[BEGIN]
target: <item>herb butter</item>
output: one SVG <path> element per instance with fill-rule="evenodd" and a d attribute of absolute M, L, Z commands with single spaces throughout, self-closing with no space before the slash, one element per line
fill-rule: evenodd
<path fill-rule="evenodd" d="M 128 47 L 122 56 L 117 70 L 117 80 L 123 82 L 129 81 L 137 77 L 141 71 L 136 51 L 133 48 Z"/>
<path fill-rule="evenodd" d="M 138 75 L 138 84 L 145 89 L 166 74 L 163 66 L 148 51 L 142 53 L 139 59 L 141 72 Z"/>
[END]
* WRITTEN INSTRUCTION
Edit the records by replacing "herb butter" with "garlic butter" and leave everything else unchanged.

* WRITTEN REPLY
target: <item>garlic butter</item>
output: one SVG <path> element per instance with fill-rule="evenodd" and a d attribute of absolute M, L, Z commands with single spaces throughout, self-closing with no space before the slash, one element per line
fill-rule: evenodd
<path fill-rule="evenodd" d="M 128 47 L 122 56 L 117 70 L 117 80 L 123 82 L 129 81 L 137 77 L 141 71 L 136 51 L 133 48 Z"/>
<path fill-rule="evenodd" d="M 138 75 L 138 84 L 145 89 L 166 74 L 163 66 L 148 51 L 142 53 L 139 59 L 141 72 Z"/>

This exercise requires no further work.